Braccini and Gambardella [8] introduced the concept of “form-invariant” filters. These are systems such that a scaling of the input gives rise to the same scaling of the output. This is important in detection and estimation of signals with unknown size requiring some type of pre-processing: for example edge sharpening in image processing or in radar signals. However in their attempt to define such systems, they did not give any formulation in terms of a differential equation. The Linear Scale Invariant Systems (LScIS) were really introduced by Yazici and Kashyap [9, 10] for analysis and modelling 1/f phenomena and in general the self-similar processes, namely the scale stationary processes. Their approach was based on an integer order Euler–Cauchy differential equation. However, they solved only a particular case corresponding to the all pole case. To insert a fractional behaviour, they proposed the concept of pseudo-impulse response. Here we avoid this procedure by presenting a fractional derivative based general formulation of the LScIS. These are described by fractional Euler–Cauchy equations. The fractional quantum derivatives are suitable for dealing with these systems. The use of the Mellin transform allowed us to define the multiplicative convolution and, from it, it is shown that the power function is the eigenfunction of the LScIS and the eigenvalue is the transfer function.

The computation of the impulse response from the transfer function is done following a procedure very similar to the used in the shift-invariant systems in . We will follow a two step procedure. In the first we solve a particular case with integer differentiation orders. Later we solve for the fractional case.
────────────────────────────────────────
Written exercise a: Name every researcher mentioned by surname in the passage on scale-invariant systems.
The text and the listing come from unrelated sources.

Material for the task:
────────────────────────────────────────
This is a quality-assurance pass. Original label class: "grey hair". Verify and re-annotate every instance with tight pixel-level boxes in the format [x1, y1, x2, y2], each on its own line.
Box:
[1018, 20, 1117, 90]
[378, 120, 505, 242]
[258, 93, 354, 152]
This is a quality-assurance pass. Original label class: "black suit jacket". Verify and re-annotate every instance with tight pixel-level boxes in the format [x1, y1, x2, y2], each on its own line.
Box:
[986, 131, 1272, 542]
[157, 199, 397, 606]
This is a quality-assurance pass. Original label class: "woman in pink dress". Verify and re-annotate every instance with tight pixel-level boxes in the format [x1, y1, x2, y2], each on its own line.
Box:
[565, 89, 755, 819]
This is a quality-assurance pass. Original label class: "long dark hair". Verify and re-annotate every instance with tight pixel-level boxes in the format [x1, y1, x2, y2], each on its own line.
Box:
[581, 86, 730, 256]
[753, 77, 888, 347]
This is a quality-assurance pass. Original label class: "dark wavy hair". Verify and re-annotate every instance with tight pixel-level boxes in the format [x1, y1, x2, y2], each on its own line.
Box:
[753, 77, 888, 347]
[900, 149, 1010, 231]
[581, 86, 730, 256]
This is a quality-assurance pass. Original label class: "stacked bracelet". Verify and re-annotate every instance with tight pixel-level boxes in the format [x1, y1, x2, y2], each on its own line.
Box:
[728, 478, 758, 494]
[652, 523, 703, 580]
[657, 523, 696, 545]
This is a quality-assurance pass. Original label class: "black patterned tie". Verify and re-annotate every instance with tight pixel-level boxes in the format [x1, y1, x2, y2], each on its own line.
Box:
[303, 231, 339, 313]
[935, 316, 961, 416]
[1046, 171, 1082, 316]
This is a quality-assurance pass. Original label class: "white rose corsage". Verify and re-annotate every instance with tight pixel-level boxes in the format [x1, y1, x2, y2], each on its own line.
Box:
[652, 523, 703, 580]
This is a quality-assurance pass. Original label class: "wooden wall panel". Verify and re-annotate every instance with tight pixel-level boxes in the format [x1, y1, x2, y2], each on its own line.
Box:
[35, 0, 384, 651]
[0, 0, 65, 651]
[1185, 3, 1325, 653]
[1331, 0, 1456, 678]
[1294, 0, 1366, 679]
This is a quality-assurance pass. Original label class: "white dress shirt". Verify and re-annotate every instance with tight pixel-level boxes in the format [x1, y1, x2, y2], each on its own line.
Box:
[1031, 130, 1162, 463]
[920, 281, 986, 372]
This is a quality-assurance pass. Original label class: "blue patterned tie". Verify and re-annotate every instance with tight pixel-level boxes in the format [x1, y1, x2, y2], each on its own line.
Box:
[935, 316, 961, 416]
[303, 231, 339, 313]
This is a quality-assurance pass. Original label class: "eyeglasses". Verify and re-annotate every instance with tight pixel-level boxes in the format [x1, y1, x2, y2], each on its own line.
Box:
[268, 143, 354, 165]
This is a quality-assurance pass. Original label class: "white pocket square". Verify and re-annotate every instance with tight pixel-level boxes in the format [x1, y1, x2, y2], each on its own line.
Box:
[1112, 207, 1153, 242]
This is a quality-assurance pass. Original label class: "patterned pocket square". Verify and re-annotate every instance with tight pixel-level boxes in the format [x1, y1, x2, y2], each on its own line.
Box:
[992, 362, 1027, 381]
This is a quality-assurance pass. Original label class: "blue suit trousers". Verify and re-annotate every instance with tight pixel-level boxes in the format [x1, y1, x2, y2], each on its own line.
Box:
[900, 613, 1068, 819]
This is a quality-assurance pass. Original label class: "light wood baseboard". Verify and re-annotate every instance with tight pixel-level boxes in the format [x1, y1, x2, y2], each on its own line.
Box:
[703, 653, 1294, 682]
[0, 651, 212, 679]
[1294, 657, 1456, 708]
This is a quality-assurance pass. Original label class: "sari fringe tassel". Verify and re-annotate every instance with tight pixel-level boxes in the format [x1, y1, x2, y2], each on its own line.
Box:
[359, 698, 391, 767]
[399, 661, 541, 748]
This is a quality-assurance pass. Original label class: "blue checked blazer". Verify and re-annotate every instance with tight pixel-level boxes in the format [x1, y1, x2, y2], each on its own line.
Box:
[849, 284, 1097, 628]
────────────────────────────────────────
Written exercise b: Pick out each line of the listing that contains the string "corsage", matching case exactly.

Final answer a: Braccini, Gambardella, Yazici, Kashyap

Final answer b:
This is a quality-assurance pass. Original label class: "white rose corsage". Verify and re-annotate every instance with tight pixel-level boxes in the format [x1, y1, x2, y2], each on its own line.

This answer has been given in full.